Pooling My One-Liners

Hear about the snowman who had a big temper-tantrum?….
….It was a real meltdown

I was going to make an anti-masker joke….
….But my parents taught me not to make fun of the mentally disabled.

Why was the anti-vaxxer’s four-year-old crying?….
….Midlife crisis

How do we know that the Corona virus wasn’t made in China?….
….Because we’ve had it for almost a year, and it’s still working.

The spread of COVID depends on two things….
….How dense the population is.
….How dense the population is.

What sound do sheep make?….
….If you don’t vote, you can’t complain.

I have a few jokes about unemployed people….
….But none of them work

My teachers told me I’d never amount to much because I procrastinate….
….I said, “Just you wait.”

Will glass coffins be a success?….
….Remains to be seen

The guy who survived both mustard gas and pepper spray….
….Is a seasoned veteran now.

I can tell people who are judgemental….
….Just by looking at them

A backward poet….
….Writes inverse

C, E Flat, And G walk into a bar….
….The bartender says, “Sorry, we don’t serve Minors.”

The constipated mathematician….
….Worked it out with a pencil.

I know the voices aren’t real….
….But they come up with some great ideas.

My name is Microsoft….
….Can I crash at your place tonight?

Man gets hit by rented car….
….Said it Hertz

Cosmetic surgery used to be such a taboo subject….
….Now you can talk about Botox, and nobody raises an eyebrow.

I called my specialist to make an appointment….
….His receptionist answered, “Urology, can you please hold?”

I’m so cheap that, when I die, and go toward the light….
….I’m going to turn it off

As I suspected, someone has been adding soil to my garden….
….The plot thickens.

My ‘good old days’….
….Were when I wasn’t good, and I wasn’t old.

My friend claims he can throw a stick 5 miles and his dog will retrieve it….
….I think that’s a bit far-fetched.

The first annual meeting of the Camouflage Club was a disaster….
….It looks like no-one showed up.

Venison for dinner again?….
….Oh deer.

A cartoonist was found dead in his home….
….Details are sketchy

A man tells his doctor, “Doc, help me. I’m addicted to Twitter!”….
…. The doctor replies, “Sorry, I don’t follow you…”

A dentist and a manicurist got married….

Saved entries
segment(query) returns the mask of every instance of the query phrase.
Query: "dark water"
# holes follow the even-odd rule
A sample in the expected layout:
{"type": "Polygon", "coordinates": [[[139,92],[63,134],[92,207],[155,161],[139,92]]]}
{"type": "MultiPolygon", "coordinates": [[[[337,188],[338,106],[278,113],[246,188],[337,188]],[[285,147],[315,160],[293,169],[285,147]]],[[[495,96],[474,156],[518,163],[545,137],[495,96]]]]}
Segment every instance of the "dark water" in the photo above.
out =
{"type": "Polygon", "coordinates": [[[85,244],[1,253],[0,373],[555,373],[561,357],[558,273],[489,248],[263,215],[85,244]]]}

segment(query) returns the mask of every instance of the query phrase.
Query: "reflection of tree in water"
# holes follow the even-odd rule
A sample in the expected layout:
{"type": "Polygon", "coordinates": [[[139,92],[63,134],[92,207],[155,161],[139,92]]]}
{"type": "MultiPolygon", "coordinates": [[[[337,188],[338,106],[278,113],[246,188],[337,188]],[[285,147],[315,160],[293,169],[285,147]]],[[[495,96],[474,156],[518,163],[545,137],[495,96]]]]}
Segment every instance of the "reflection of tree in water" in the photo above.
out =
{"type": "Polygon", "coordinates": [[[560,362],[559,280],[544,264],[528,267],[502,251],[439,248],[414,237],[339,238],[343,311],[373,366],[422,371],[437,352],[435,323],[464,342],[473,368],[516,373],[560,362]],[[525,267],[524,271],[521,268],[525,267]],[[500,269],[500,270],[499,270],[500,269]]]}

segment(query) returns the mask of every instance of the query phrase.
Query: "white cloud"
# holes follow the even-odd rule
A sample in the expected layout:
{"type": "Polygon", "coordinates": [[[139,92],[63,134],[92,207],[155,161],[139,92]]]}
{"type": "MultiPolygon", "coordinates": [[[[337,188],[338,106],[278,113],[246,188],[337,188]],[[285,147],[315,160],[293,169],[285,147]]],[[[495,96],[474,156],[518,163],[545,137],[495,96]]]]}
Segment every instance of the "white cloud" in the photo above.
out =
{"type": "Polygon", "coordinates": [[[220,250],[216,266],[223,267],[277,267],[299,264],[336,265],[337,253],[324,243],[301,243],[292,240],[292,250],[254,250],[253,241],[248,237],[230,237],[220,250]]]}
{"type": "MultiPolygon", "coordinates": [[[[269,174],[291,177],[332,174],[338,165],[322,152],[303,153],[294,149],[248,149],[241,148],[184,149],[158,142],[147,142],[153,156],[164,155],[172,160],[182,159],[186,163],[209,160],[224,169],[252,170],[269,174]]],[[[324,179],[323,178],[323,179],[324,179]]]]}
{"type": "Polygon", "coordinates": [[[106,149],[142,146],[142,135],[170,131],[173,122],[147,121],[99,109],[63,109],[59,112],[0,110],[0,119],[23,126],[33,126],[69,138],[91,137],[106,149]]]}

Activities
1. Echo the part of the joke list between "The spread of" and "be a success?….", inclusive.
2. In the joke list, what does the bartender tell C, E Flat, and G?
3. Write out every joke setup in the joke list that is phrased as a question, without its punchline.

Solved problems
1.
The spread of COVID depends on two things….
….How dense the population is.
….How dense the population is.

What sound do sheep make?….
….If you don’t vote, you can’t complain.

I have a few jokes about unemployed people….
….But none of them work

My teachers told me I’d never amount to much because I procrastinate….
….I said, “Just you wait.”

Will glass coffins be a success?….

2. “Sorry, we don’t serve Minors.”

3.
Hear about the snowman who had a big temper-tantrum?
Why was the anti-vaxxer’s four-year-old crying?
How do we know that the Corona virus wasn’t made in China?
What sound do sheep make?
Will glass coffins be a success?
Venison for dinner again?